### [THE PROBLEM]
Copy out all the data below, swapping every "locator" for "tool" and changing nothing else. Leave the pictures out of your answer.

+ + + + + + +

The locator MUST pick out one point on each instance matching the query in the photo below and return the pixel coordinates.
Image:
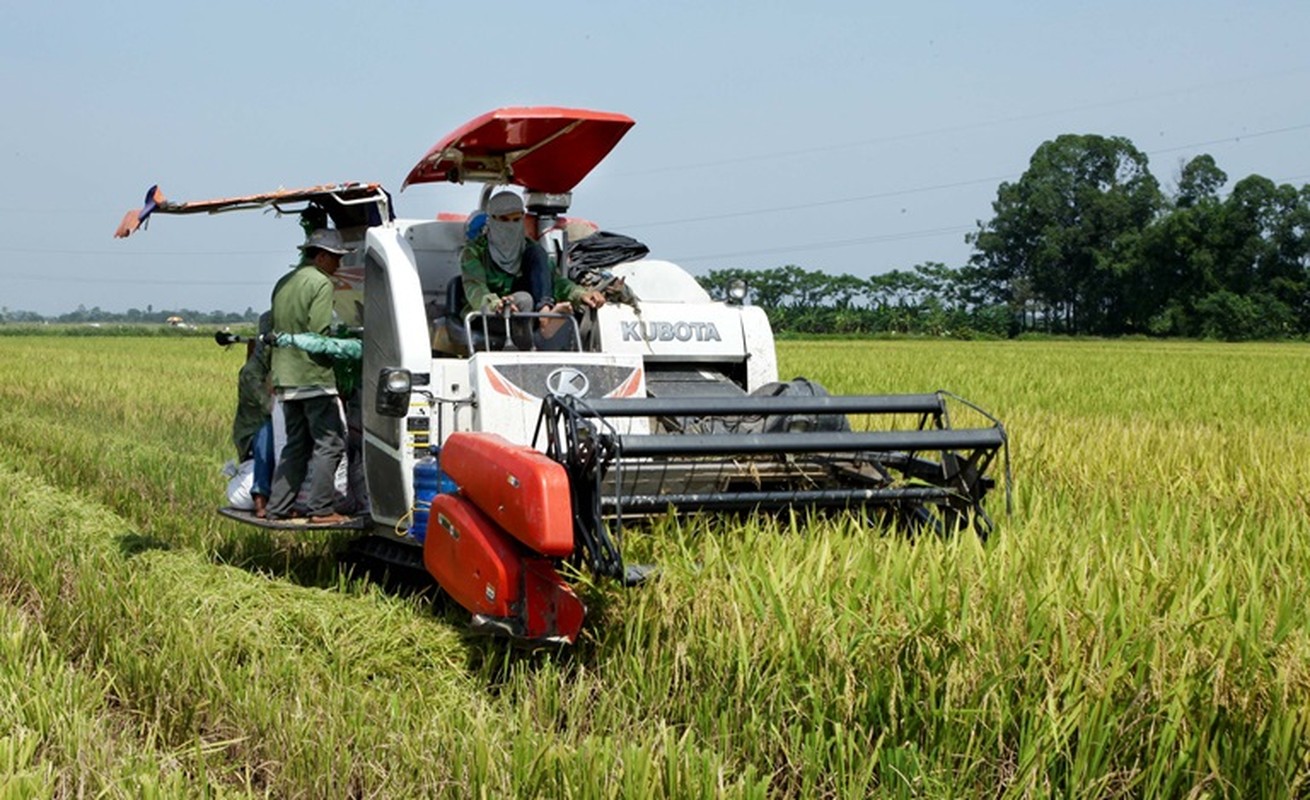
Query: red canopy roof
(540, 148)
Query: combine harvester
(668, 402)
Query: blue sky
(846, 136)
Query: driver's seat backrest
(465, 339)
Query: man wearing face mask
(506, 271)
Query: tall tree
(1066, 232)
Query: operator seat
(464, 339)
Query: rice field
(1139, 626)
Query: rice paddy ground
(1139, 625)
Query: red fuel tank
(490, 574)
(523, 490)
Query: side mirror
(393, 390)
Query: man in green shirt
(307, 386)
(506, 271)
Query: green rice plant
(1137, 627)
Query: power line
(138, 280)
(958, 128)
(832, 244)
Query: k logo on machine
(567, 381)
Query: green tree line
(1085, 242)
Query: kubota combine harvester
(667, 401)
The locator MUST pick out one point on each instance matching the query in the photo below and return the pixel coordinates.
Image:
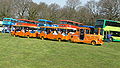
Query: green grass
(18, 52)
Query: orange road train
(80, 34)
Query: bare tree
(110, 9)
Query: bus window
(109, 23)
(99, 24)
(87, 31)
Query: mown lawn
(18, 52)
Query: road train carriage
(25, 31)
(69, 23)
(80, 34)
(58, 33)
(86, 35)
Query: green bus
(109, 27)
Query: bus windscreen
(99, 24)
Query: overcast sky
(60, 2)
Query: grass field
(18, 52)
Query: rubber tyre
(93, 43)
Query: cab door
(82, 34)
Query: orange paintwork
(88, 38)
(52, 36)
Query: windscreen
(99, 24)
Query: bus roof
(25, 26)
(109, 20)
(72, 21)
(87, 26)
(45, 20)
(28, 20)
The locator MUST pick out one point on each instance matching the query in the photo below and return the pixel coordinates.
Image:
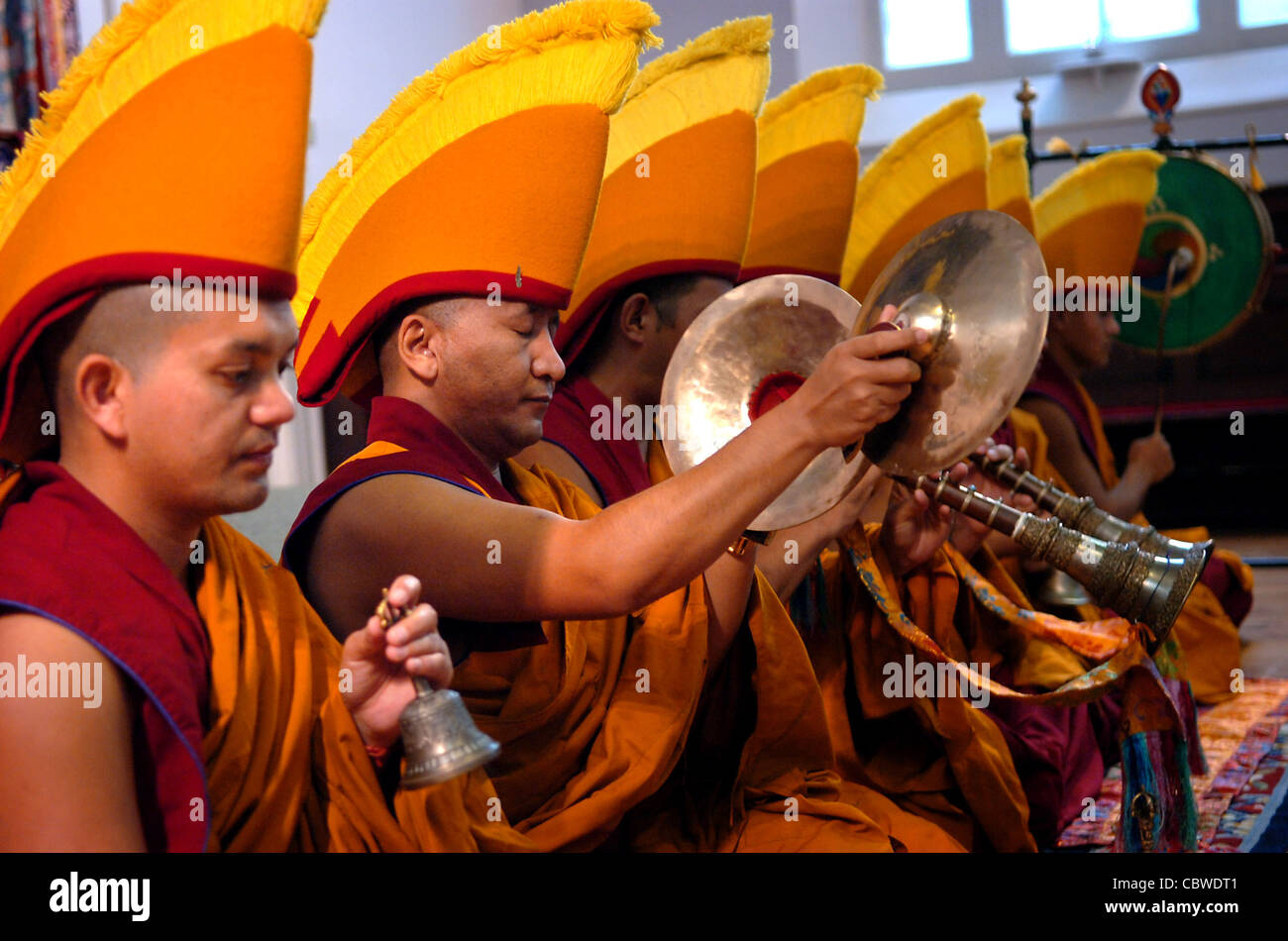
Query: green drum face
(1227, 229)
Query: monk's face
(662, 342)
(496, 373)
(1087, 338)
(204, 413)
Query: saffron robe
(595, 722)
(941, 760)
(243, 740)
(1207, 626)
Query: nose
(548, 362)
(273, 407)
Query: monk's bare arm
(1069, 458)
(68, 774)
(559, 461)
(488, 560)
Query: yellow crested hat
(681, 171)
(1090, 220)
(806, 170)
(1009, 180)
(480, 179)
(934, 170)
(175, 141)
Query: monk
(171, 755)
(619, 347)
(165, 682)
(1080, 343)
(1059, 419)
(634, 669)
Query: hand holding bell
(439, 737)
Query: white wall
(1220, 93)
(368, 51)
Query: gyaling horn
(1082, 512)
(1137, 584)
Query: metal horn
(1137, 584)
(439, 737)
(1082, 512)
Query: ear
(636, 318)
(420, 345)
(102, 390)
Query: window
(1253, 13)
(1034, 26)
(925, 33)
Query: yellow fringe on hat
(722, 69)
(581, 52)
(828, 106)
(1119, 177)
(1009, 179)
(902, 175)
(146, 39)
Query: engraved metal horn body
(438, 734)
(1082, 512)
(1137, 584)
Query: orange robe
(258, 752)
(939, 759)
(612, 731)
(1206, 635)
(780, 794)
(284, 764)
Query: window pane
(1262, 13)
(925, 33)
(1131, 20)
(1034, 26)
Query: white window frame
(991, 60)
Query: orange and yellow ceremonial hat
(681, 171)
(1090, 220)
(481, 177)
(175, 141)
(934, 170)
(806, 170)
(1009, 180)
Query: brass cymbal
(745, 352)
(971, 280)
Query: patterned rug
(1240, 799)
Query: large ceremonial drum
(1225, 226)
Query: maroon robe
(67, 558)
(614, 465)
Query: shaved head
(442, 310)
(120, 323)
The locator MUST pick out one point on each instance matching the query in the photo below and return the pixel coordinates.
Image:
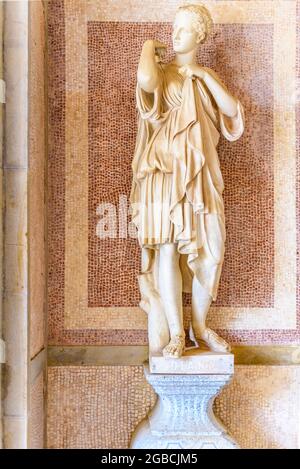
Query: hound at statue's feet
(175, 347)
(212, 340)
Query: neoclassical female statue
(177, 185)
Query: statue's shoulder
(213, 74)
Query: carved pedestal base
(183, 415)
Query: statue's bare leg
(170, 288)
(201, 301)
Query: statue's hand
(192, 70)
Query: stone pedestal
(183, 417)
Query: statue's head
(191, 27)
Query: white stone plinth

+ + + + + + +

### [TASK RESPONSE]
The tool MUST pick out one point on each instance matching the query in the photo below and return the pixel coordinates.
Image:
Query: red canopy roof
(540, 148)
Query: combine harvester
(668, 402)
Query: blue sky
(846, 136)
Query: driver's seat backrest
(465, 339)
Query: man wearing face mask
(506, 271)
Query: tall tree
(1066, 232)
Query: operator seat
(464, 339)
Query: rice field
(1139, 626)
Query: rice paddy ground
(1139, 625)
Query: red fuel tank
(490, 574)
(523, 490)
Query: side mirror
(393, 390)
Query: man in green shirt
(307, 386)
(506, 271)
Query: green rice plant
(1137, 627)
Query: power line
(138, 280)
(958, 128)
(832, 244)
Query: k logo on machine
(567, 381)
Query: green tree line
(1085, 242)
Query: kubota combine harvester
(667, 401)
The tool MUST pick out one point on each instance matching the query in the photo below and return the pixel coordinates.
Image:
Query: green grass
(18, 52)
Query: orange road train
(80, 34)
Query: bare tree
(110, 9)
Query: bus window
(109, 23)
(99, 24)
(87, 31)
Query: mown lawn
(18, 52)
Query: road train carriage
(25, 31)
(69, 23)
(80, 34)
(58, 33)
(86, 35)
Query: green bus
(109, 27)
Query: bus windscreen
(99, 24)
Query: overcast sky
(60, 2)
Query: grass field
(18, 52)
Query: rubber tyre
(93, 43)
Query: cab door
(82, 34)
Query: orange paintwork
(88, 38)
(52, 36)
Query: windscreen
(99, 24)
Query: bus roof
(25, 26)
(109, 20)
(72, 21)
(87, 26)
(45, 20)
(28, 20)
The tool MUST pick out one point on each instance matching the query in the photo below and return the pixel coordinates.
Image:
Query: green drum face
(1227, 229)
Query: monk's face
(662, 342)
(496, 373)
(1087, 338)
(204, 413)
Query: saffron robe
(595, 722)
(941, 760)
(243, 740)
(1207, 626)
Query: nose
(548, 362)
(273, 407)
Query: monk's bare arm
(1069, 458)
(68, 774)
(559, 461)
(488, 560)
Query: yellow crested hat
(681, 171)
(1090, 220)
(806, 170)
(1009, 180)
(480, 179)
(934, 170)
(175, 141)
Query: monk
(171, 755)
(619, 347)
(165, 682)
(1080, 343)
(1059, 419)
(634, 669)
Query: hand holding bell
(439, 737)
Query: white wall
(1220, 93)
(368, 51)
Query: gyaling horn
(1082, 512)
(1137, 584)
Query: metal horn
(1137, 584)
(439, 737)
(1082, 512)
Query: ear
(636, 318)
(420, 345)
(102, 390)
Query: window
(1253, 13)
(1034, 26)
(925, 33)
Query: yellow fringe on hat
(722, 69)
(581, 52)
(828, 106)
(1119, 177)
(1009, 179)
(902, 175)
(146, 39)
Query: engraved metal horn body
(438, 734)
(1082, 512)
(1137, 584)
Query: orange robe
(258, 752)
(939, 759)
(612, 731)
(1206, 635)
(780, 794)
(284, 764)
Query: window pane
(1262, 13)
(925, 33)
(1131, 20)
(1034, 26)
Query: white window frame
(991, 60)
Query: orange and yellow ceremonial hat
(681, 171)
(1090, 220)
(481, 177)
(175, 141)
(934, 170)
(806, 170)
(1009, 180)
Query: brass cymbal
(745, 352)
(971, 280)
Query: patterned rug
(1240, 799)
Query: large ceremonial drum
(1225, 226)
Query: maroon robe
(67, 558)
(614, 465)
Query: shaved head
(442, 310)
(120, 323)
The tool MUST pick out one point on each instance matching the query in the photo below and return the pixel coordinates.
Image:
Query: hound at statue's feet
(175, 347)
(212, 340)
Query: neoclassical female statue
(177, 185)
Query: statue's shoulder
(213, 74)
Query: carved pedestal base
(183, 415)
Query: statue's bare leg
(170, 288)
(201, 301)
Query: statue's hand
(192, 70)
Query: stone pedestal
(183, 417)
Query: statue's head
(191, 27)
Query: white stone plinth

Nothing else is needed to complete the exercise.